::: DATA SHOWN :::
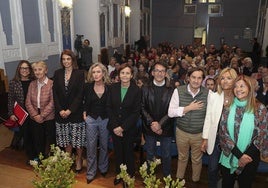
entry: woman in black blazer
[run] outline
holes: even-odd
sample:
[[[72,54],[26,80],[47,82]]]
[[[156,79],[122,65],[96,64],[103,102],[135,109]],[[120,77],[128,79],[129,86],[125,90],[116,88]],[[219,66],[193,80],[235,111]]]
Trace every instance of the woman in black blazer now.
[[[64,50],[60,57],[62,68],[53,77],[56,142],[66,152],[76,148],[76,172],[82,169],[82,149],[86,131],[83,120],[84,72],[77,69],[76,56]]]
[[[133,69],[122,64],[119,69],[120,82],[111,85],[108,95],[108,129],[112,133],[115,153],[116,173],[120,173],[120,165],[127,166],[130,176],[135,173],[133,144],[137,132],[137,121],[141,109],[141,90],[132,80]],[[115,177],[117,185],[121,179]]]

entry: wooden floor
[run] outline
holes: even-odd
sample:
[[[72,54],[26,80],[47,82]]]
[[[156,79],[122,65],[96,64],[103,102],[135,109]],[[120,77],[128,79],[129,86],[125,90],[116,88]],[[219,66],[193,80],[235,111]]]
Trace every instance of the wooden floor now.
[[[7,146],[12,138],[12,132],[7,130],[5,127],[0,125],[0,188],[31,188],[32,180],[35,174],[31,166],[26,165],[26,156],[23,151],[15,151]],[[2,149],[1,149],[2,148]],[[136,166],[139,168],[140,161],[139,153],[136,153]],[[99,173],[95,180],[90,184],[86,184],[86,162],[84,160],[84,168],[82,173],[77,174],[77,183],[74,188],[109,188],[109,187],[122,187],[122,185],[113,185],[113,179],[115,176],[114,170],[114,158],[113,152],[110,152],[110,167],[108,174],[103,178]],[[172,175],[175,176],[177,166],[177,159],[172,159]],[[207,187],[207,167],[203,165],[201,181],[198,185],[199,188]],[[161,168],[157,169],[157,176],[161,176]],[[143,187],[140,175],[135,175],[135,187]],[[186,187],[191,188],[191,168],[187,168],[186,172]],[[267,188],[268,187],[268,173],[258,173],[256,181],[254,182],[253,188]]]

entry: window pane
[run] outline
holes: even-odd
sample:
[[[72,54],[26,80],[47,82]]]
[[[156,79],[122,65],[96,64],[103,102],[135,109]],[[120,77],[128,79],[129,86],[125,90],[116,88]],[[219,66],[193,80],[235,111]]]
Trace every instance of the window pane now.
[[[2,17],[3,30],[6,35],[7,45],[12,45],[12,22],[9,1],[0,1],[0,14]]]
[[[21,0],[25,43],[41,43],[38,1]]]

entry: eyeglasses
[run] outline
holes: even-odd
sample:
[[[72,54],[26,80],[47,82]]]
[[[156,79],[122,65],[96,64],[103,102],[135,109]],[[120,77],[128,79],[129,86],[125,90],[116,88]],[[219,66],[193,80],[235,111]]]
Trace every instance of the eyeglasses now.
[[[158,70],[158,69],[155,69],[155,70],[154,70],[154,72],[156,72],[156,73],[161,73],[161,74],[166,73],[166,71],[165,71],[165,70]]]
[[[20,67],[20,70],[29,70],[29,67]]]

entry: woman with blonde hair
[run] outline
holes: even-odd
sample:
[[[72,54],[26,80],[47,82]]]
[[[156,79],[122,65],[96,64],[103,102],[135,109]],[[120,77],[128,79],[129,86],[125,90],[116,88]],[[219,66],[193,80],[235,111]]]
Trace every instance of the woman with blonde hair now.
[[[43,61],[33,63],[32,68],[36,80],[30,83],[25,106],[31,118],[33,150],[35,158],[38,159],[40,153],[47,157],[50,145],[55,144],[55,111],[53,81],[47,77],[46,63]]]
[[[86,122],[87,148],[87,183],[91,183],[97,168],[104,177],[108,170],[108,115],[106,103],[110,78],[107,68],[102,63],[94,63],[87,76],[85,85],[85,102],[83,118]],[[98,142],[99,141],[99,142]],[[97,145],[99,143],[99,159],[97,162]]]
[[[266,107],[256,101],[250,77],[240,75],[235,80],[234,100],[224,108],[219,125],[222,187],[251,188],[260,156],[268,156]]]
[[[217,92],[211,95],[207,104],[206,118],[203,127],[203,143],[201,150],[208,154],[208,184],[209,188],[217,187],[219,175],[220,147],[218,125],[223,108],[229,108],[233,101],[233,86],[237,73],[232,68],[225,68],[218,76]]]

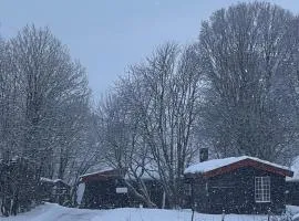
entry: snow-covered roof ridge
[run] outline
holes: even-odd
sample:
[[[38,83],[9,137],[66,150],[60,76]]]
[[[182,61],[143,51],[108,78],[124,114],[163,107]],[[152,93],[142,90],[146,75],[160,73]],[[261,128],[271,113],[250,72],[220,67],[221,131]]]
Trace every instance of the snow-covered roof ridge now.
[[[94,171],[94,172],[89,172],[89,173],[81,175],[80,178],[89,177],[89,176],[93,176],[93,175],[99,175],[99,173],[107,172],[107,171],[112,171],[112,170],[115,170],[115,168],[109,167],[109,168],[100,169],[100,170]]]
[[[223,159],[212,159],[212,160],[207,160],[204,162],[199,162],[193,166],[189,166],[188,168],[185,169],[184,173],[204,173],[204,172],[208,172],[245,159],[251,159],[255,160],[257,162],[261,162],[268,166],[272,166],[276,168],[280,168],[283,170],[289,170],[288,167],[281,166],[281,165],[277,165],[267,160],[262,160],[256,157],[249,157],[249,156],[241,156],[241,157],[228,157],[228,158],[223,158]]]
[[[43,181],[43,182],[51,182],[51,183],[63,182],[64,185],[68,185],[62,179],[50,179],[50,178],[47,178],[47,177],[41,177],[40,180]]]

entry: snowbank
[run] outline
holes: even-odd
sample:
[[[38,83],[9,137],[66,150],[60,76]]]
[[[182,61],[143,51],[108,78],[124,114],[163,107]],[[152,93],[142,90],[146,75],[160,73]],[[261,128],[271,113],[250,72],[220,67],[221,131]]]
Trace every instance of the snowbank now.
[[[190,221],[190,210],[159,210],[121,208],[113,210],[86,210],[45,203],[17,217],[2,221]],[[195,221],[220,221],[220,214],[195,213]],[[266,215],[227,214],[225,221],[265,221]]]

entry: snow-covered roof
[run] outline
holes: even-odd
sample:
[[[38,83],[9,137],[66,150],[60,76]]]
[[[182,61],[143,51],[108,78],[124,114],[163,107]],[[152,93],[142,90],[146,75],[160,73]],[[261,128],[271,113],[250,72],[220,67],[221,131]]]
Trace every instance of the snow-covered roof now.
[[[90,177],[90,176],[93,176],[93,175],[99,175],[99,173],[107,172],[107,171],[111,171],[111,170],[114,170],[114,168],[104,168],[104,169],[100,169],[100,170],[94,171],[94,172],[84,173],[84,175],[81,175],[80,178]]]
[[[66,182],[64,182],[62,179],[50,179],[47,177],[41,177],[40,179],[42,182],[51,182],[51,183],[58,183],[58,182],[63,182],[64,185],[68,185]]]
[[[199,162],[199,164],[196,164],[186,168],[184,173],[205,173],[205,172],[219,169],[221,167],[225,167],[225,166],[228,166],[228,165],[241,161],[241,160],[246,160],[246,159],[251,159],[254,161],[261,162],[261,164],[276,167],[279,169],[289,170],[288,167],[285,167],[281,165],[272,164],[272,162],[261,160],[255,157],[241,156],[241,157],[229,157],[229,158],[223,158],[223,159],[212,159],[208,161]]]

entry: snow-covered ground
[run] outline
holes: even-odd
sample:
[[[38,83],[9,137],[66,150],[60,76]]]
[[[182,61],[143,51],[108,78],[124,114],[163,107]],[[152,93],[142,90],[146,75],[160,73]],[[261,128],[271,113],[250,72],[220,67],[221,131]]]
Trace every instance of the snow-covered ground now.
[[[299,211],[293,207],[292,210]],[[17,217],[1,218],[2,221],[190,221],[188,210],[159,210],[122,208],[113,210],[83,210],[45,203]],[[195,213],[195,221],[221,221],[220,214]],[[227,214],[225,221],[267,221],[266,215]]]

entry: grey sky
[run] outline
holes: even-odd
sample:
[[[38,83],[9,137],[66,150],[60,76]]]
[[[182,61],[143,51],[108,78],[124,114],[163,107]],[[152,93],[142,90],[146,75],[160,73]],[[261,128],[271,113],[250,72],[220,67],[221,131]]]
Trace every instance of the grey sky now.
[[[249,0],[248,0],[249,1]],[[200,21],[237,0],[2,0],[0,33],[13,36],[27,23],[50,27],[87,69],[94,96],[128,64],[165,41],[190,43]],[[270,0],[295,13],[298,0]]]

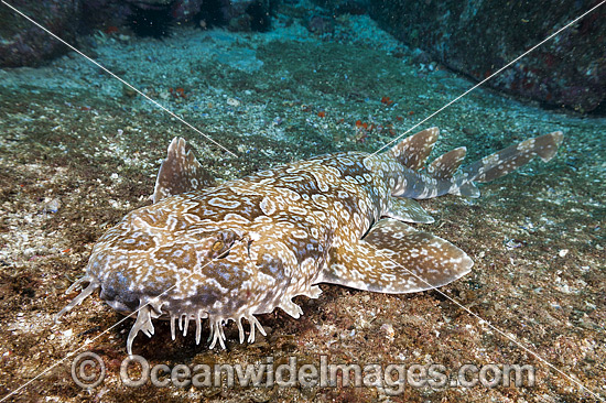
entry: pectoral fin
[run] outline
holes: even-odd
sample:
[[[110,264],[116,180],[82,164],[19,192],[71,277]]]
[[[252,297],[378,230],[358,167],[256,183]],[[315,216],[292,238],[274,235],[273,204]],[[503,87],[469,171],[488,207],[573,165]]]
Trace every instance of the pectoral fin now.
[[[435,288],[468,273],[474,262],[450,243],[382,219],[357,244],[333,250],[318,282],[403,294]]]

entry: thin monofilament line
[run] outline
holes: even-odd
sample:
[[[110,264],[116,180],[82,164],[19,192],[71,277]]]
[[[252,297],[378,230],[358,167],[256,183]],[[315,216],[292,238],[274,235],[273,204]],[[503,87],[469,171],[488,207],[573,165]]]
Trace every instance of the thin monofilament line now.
:::
■ **SET TASK**
Beginning with the line that contains "entry: snow-covered ground" and ending with the last line of the data above, output those lines exactly and nothing more, without any pictures.

■ **ANSWER TO THIS TASK**
entry: snow-covered ground
[run] outline
holes: even-odd
sample:
[[[38,83],[9,137],[66,150],[60,76]]]
[[[182,61],[143,51],[108,78],[124,114],[163,107]],[[152,93],[142,90],[146,75],[160,73]],[[261,128],[271,113],[250,72],[220,67],[221,131]]]
Trace every instance of the snow-covered ground now.
[[[299,211],[293,207],[292,210]],[[17,217],[1,218],[2,221],[190,221],[188,210],[159,210],[122,208],[113,210],[83,210],[45,203]],[[195,213],[195,221],[221,221],[220,214]],[[227,214],[225,221],[267,221],[266,215]]]

entry: grey sky
[run] outline
holes: even-odd
sample:
[[[38,83],[9,137],[66,150],[60,76]]]
[[[182,61],[143,51],[108,78],[124,114],[163,107]],[[152,93],[142,90],[146,75],[160,73]],[[261,128],[271,113],[250,72],[220,67],[221,131]]]
Trace every instance of the grey sky now.
[[[249,0],[248,0],[249,1]],[[200,21],[237,0],[2,0],[0,33],[13,36],[27,23],[50,27],[87,69],[94,96],[128,64],[165,41],[190,43]],[[270,0],[295,13],[298,0]]]

entry: pectoral fin
[run] outline
holes: even-odd
sample:
[[[110,264],[116,180],[82,164],[19,192],[71,277]]]
[[[252,297],[378,230],[358,167],[256,183]],[[315,216],[292,238],[274,235],[273,204]],[[503,87],[469,171],[488,207],[573,165]]]
Trace every instance of the pectoral fin now.
[[[435,288],[468,273],[474,262],[450,243],[382,219],[357,244],[333,250],[318,282],[403,294]]]

entry: thin monofilament line
[run] outline
holes: even-odd
sample:
[[[110,264],[116,180],[82,164],[19,192],[71,277]]]
[[[252,297],[378,230],[358,167],[256,183]],[[315,216],[292,238],[274,235],[273,204]],[[503,87],[469,171],[488,207],[573,165]]]
Trace every instance of the thin monofilament line now.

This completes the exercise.